PROBLEM TO WORK ON - Reproduce each of the entries below verbatim, without altering any character.

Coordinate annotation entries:

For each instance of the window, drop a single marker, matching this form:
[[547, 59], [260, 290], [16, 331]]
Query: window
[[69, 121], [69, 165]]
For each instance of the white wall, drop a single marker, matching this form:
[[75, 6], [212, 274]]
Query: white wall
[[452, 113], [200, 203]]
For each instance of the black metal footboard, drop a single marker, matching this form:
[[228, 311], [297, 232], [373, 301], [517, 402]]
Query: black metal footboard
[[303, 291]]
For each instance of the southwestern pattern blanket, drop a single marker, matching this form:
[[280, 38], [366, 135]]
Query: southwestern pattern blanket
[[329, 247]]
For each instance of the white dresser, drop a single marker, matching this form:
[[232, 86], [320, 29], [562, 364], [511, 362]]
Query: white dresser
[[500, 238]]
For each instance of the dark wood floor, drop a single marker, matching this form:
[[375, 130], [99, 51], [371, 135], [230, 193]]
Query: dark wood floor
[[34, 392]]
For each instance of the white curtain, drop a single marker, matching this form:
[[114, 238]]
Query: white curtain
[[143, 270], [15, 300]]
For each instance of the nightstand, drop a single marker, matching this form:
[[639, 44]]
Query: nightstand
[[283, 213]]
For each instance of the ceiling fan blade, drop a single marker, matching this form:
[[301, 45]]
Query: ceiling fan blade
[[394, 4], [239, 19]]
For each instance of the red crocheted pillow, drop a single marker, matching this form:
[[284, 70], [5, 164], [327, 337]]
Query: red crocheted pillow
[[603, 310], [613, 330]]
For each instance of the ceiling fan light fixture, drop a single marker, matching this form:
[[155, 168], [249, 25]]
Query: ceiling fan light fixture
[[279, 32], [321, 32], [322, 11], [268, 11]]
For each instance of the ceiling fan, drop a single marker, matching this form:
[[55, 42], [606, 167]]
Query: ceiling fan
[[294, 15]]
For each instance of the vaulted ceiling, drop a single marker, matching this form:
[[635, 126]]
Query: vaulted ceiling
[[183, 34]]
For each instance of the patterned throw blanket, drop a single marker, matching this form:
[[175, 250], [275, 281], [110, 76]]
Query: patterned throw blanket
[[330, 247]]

ANSWER TO THE TASK -
For each instance of the window, drop a single marker, matching this form:
[[547, 59], [260, 290], [16, 331]]
Query: window
[[69, 121], [69, 165]]
For each instance of the white wall, drop a single marker, matching this form:
[[75, 6], [212, 274]]
Query: white wall
[[452, 113], [200, 203]]
For each instance of the black metal footboard, drop a single marker, matching this form:
[[228, 311], [297, 232], [373, 301], [517, 402]]
Query: black metal footboard
[[303, 291]]
For each instance of the southwestern pattern blanket, drop a single marker, matching this form:
[[280, 38], [366, 135]]
Query: southwestern pattern blanket
[[329, 247]]
For each instance of the white dresser, drop a single marker, matching this form:
[[232, 86], [320, 29], [562, 364], [511, 362]]
Query: white dresser
[[500, 238]]
For each instance of the dark wood floor, drop a single marker, matching this form:
[[375, 130], [99, 51], [371, 135], [230, 193]]
Query: dark wood floor
[[34, 392]]
For each instance of the white curtain, drop a single marker, matching this form:
[[114, 238]]
Query: white curtain
[[143, 270], [15, 300]]
For each instance of the nightstand, drop a single marker, matching this form:
[[639, 44]]
Query: nightstand
[[283, 213]]
For each instance of the ceiling fan blade, drop a single marker, matching this form:
[[301, 45]]
Query: ceiling fan blade
[[394, 4], [239, 19]]
For each instance of the red crocheted pillow, drop a single marker, matching this form:
[[284, 70], [5, 164], [327, 337]]
Query: red crocheted pillow
[[603, 310], [613, 330]]
For each instance of the ceiling fan light fixture, drop a single marker, matching this form:
[[155, 168], [249, 25]]
Query: ceiling fan light fixture
[[279, 32], [321, 32], [322, 11], [268, 11]]
For each instance of the ceiling fan, drop a single marker, matching this form:
[[55, 42], [606, 167]]
Query: ceiling fan
[[294, 15]]
For each instance of the vaulted ceiling, drop a single marker, matching this form:
[[635, 126]]
Query: vaulted ceiling
[[183, 34]]
For each instance of the patterned throw blanket, drop a single marker, matching this form:
[[175, 250], [275, 281], [110, 76]]
Query: patterned throw blanket
[[330, 247]]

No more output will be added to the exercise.